◆ Assigned task: From the line containing "Mark the innermost point of each instance of the white peaked" to the final line of the listing, restate each line word for word and add nothing.

◆ Data under study:
-------------------------

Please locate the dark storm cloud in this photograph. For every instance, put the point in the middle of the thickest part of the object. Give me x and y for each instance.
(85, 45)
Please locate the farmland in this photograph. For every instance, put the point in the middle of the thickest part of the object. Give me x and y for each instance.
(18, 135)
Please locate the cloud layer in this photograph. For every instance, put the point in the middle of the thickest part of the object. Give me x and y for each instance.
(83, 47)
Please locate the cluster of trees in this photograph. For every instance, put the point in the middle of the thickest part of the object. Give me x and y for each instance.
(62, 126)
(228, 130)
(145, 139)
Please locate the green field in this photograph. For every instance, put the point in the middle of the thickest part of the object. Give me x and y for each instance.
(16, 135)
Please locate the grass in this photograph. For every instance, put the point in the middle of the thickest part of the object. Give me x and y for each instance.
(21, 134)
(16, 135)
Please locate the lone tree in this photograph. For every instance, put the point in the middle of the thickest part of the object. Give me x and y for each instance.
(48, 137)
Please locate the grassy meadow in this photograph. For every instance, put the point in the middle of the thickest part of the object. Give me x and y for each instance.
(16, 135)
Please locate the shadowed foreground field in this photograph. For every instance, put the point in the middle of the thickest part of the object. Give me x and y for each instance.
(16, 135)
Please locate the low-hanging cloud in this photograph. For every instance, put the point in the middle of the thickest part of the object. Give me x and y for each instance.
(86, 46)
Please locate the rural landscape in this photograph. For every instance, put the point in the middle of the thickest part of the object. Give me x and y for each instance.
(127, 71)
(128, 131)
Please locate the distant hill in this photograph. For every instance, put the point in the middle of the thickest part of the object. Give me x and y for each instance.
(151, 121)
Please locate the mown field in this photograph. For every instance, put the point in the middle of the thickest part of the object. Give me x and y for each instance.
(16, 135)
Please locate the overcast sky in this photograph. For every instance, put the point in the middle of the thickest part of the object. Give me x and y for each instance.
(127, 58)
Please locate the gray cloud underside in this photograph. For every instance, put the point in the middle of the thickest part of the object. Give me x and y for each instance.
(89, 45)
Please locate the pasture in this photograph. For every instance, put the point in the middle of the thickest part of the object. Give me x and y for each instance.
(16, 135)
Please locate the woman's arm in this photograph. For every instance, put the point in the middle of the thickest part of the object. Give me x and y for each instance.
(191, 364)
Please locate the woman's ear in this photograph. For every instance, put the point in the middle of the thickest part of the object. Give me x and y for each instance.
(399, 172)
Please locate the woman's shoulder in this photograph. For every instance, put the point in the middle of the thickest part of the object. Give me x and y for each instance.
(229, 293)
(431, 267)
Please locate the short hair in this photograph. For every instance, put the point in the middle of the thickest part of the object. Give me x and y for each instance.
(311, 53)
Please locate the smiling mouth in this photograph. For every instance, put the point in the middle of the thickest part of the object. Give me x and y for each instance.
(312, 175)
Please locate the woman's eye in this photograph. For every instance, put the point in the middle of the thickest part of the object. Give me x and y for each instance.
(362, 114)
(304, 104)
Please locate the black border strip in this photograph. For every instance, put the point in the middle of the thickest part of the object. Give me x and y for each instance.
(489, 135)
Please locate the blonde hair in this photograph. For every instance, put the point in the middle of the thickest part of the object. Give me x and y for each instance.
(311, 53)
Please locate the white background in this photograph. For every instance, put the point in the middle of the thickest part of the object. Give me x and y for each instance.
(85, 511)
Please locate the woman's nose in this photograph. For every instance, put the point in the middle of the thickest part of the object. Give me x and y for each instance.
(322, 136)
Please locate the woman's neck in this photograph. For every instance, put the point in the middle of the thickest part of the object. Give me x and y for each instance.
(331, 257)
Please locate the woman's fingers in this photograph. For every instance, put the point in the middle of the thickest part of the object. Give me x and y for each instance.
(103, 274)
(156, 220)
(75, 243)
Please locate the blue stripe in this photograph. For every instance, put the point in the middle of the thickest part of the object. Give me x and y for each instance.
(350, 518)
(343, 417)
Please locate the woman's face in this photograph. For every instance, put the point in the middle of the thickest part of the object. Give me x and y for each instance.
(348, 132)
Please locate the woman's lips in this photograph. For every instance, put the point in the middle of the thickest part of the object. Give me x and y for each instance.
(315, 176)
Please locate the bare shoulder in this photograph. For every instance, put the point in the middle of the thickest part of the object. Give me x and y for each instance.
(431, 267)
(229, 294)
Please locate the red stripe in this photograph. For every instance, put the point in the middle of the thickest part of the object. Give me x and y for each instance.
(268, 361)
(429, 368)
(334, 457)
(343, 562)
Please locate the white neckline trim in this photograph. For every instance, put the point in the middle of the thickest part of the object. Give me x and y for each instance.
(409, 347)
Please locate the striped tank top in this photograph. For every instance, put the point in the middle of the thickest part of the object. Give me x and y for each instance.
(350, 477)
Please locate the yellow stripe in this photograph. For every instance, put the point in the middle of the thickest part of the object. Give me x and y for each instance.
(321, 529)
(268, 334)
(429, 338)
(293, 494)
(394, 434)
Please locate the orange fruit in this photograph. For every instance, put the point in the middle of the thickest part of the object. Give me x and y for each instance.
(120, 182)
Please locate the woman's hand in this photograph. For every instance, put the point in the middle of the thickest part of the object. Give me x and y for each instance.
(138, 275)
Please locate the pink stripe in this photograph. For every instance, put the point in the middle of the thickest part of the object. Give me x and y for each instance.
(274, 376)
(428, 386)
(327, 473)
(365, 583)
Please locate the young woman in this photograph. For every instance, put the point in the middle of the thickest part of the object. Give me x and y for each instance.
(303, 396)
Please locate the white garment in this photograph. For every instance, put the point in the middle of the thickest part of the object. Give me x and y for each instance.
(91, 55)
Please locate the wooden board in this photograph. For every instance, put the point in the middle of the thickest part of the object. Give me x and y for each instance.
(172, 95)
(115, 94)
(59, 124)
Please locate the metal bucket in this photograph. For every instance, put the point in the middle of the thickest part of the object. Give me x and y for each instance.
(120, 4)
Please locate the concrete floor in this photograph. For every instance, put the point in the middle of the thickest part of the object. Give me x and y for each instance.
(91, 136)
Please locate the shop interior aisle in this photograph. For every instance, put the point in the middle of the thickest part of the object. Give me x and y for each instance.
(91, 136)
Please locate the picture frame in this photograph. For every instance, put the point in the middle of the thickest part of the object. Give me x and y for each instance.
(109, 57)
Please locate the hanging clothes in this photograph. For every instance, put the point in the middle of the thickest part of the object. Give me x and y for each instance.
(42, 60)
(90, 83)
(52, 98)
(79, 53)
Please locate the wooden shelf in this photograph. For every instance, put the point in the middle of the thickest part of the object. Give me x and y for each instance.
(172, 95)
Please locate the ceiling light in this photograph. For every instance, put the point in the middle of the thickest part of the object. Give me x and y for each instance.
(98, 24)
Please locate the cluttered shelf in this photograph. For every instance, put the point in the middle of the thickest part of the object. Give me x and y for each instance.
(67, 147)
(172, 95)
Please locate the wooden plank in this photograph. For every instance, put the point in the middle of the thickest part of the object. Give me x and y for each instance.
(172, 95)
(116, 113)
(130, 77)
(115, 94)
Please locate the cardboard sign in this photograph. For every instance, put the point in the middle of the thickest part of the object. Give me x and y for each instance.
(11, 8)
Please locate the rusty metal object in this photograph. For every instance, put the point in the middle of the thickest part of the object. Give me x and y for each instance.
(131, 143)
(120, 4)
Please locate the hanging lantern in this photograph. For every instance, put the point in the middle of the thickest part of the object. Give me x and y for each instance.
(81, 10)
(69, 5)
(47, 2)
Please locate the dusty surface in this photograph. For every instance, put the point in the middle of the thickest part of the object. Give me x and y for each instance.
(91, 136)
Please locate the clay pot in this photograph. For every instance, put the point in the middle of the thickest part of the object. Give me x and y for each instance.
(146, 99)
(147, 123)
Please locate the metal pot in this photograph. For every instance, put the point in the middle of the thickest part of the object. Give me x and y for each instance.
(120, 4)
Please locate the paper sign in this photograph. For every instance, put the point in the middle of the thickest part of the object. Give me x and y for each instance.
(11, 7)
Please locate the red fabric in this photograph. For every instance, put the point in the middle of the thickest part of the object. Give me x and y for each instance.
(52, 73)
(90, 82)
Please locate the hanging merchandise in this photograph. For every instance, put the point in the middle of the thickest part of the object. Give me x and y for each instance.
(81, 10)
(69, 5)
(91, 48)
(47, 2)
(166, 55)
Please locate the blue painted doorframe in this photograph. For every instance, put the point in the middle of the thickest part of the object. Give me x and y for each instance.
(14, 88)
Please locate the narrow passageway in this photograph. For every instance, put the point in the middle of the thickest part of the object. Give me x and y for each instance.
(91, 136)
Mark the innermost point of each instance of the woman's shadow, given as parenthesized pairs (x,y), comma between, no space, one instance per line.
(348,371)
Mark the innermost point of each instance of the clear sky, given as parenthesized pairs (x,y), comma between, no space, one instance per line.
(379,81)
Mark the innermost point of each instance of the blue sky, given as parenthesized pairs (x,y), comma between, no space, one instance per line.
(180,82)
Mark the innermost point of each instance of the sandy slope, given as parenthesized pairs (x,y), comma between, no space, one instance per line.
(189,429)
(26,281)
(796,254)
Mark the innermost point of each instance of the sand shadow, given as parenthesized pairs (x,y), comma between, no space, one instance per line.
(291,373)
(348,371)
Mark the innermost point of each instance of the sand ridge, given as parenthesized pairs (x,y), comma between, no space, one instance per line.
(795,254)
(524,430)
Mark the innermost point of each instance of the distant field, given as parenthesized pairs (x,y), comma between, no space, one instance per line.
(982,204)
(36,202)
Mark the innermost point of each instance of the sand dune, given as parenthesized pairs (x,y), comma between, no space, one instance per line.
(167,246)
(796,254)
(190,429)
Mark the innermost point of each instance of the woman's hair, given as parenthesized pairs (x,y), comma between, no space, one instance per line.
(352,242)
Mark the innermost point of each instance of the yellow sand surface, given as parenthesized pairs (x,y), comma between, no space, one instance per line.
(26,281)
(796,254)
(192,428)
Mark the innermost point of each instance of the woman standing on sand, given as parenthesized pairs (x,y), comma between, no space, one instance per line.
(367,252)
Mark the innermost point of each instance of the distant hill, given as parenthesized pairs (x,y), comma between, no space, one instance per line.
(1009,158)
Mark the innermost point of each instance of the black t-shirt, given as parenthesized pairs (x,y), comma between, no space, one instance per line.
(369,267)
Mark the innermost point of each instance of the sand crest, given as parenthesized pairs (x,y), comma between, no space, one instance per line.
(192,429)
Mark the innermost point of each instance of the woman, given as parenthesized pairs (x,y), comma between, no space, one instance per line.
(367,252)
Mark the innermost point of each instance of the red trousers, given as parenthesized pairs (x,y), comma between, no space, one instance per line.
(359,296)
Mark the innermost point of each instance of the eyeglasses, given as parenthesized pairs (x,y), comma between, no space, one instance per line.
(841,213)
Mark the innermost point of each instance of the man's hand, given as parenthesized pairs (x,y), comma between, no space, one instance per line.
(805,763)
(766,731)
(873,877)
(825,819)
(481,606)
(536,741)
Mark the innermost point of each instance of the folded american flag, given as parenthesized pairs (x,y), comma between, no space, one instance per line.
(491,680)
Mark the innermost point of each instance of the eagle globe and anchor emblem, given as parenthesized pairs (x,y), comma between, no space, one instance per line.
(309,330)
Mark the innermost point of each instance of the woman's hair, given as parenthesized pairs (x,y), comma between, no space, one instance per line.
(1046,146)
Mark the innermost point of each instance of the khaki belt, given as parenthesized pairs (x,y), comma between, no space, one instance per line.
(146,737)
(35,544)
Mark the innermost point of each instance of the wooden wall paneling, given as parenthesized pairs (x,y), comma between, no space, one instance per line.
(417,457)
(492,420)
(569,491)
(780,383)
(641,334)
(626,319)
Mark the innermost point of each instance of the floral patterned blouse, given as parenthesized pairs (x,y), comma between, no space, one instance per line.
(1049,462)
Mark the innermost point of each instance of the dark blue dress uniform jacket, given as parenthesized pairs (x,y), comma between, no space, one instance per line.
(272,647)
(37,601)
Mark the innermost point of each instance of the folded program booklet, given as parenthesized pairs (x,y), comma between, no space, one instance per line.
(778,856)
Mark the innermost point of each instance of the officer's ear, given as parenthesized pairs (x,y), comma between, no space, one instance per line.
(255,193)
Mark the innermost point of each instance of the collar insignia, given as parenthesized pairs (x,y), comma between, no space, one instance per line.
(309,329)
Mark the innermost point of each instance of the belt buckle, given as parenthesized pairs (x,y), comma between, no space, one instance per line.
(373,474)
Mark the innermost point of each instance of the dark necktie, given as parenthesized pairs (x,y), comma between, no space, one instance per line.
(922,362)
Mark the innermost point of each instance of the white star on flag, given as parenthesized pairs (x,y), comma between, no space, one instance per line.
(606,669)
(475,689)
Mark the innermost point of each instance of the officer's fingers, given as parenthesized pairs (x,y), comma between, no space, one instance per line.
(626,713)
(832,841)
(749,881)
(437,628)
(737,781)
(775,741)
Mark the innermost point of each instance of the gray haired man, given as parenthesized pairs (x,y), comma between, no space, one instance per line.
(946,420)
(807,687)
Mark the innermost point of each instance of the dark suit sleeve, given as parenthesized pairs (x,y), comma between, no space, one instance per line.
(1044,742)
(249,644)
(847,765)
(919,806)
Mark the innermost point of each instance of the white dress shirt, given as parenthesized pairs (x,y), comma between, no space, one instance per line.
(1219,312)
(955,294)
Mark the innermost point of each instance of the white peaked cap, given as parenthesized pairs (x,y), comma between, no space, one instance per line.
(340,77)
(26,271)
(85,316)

-------------------------

◆ Answer section:
Mark the innermost point of each instance of the white peaked cap, given as parenthesized pairs (x,y), comma between, no space, one instance per line.
(340,77)
(26,271)
(85,316)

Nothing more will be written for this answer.